Write out all the items below again, swapping each "dot" for "marker" and leaving everything else unchanged.
## start
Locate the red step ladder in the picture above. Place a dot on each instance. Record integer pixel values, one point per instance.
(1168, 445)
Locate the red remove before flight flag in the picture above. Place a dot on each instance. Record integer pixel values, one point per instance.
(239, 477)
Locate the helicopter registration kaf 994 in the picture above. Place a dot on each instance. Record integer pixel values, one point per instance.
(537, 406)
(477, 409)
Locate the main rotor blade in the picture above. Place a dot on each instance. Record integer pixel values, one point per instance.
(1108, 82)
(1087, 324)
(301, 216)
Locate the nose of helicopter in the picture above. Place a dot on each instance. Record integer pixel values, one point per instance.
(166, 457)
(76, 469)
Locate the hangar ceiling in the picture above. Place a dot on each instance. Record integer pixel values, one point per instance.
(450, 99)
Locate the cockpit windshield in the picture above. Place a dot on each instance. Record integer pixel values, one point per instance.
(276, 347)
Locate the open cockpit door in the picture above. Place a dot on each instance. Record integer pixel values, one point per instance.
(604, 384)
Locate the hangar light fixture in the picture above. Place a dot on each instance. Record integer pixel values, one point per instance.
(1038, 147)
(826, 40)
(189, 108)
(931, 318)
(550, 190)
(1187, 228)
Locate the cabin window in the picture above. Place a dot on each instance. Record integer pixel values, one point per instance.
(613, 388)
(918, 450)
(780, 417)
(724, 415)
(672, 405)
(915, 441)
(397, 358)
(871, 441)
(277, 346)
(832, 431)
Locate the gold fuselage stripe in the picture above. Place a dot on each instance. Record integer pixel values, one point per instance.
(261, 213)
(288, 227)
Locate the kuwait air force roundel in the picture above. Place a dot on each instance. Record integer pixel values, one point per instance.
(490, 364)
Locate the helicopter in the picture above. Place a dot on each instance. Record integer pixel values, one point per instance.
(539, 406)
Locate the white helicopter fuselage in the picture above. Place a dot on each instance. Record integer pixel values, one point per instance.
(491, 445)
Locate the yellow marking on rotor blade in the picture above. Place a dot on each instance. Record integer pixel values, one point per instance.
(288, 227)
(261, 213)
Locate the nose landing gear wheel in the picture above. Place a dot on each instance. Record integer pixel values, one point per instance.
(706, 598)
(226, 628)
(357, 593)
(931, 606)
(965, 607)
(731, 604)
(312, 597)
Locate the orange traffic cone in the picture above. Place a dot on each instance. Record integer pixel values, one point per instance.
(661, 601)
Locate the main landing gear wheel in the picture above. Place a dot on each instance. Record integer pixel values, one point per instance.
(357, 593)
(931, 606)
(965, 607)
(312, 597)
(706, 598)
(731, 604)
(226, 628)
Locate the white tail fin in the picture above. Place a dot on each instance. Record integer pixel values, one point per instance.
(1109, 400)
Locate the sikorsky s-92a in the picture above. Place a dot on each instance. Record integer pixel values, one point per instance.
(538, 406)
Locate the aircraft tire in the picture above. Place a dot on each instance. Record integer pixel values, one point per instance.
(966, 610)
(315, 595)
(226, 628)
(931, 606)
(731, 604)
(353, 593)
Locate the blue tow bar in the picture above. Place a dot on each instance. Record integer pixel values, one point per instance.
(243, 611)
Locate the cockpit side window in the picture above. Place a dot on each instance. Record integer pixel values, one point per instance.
## end
IN RESPONSE —
Locate the red step ladder in the picture above. Place a marker on each instance. Record integer pixel values, one point per instance.
(1168, 445)
Locate the red remove before flight flag in the picture above. Place a marker on each instance. Record integer pixel values, one point per instance.
(239, 477)
Locate the helicopter registration kaf 994 in the picture above. Place a marker on each instance. Record integer pixel values, one point per instance.
(537, 406)
(477, 409)
Locate the main rotor blade in the picture above. Place a marker on each instance. Record integer pixel values, one point per instance.
(1108, 82)
(1087, 324)
(301, 216)
Locate the nose of helicopter in the picture above. Place a marker on each instance. Record integer pixel values, one point per instance.
(166, 457)
(76, 469)
Locate the hangar ceiling in the picture above. Place a marker on each instance. Record integer pixel values, one point per instance.
(450, 99)
Locate the cockpit windshield in the picture above. Place a marker on each instance. Record integer pixel values, one point per instance.
(276, 347)
Locate the open cockpit door in the picture above. Place a marker on each instance. Record integer pixel values, one point per instance.
(604, 384)
Locate the hangar light fixture in the picture above. Place a marker on each instance. Record integer pixel values, one point per instance.
(1038, 147)
(826, 40)
(189, 108)
(931, 318)
(550, 190)
(1187, 228)
Locate the cabin window in the picture above. Place a marker on each instance. Record integer pixel values, one point per instance.
(613, 388)
(918, 450)
(780, 417)
(724, 415)
(672, 405)
(915, 441)
(397, 358)
(871, 441)
(277, 346)
(832, 431)
Locate the gold fuselage stripe in the picture above. Place a marker on each instance. Record integer pixel values, one point per instance.
(261, 213)
(288, 227)
Locate the kuwait air force roundel in the picture above. Place a marker on each instance. Record integer pixel values, one point per instance.
(490, 364)
Locate the helicopter in the picture above. Place a marker on each instance. Record integer pixel values, one point per instance.
(539, 406)
Locate the white helicopter fuselage in the picture above. Place a marker on each instance. Record integer pixel values, one point per instance.
(491, 445)
Locate the yellow marking on rotor blade in the picture above. Place a marker on each instance. Record integer pixel values, one point per instance.
(288, 227)
(261, 213)
Locate the nose landing gear wheel in the picture above. Place a marker on each instance. Record integer pixel values, one point per instance.
(706, 598)
(226, 628)
(357, 593)
(931, 606)
(965, 607)
(731, 604)
(312, 597)
Locate the orange traffic cone in the picture above. Place a marker on each instance. Record integer pixel values, one point per instance.
(661, 601)
Locate the main landing gear wheel in the picture above. Place a marker on each instance. Record integer pixel values, one point per instance.
(357, 593)
(931, 606)
(965, 607)
(312, 597)
(706, 598)
(731, 604)
(226, 628)
Locate the white tail fin in the picture above. Place a marker on each instance. Record integer pixel values, one point per instance.
(1109, 400)
Locate the sikorsky s-92a in the picture above. Place a marker on each instance. Record integer pixel values, one point per instance.
(538, 406)
Locate the aircraft tire in the picture above. Place a marker on each instance. Record integer pixel values, one point per instance.
(966, 610)
(315, 595)
(226, 628)
(931, 606)
(731, 604)
(353, 593)
Locate the blue tow bar in the picture above. Place a marker on each instance. Record integer pixel values, one point per instance.
(243, 611)
Locate the cockpit side window in the picture above. Place a marker on each instance. Record integer pixel values, one point per instance.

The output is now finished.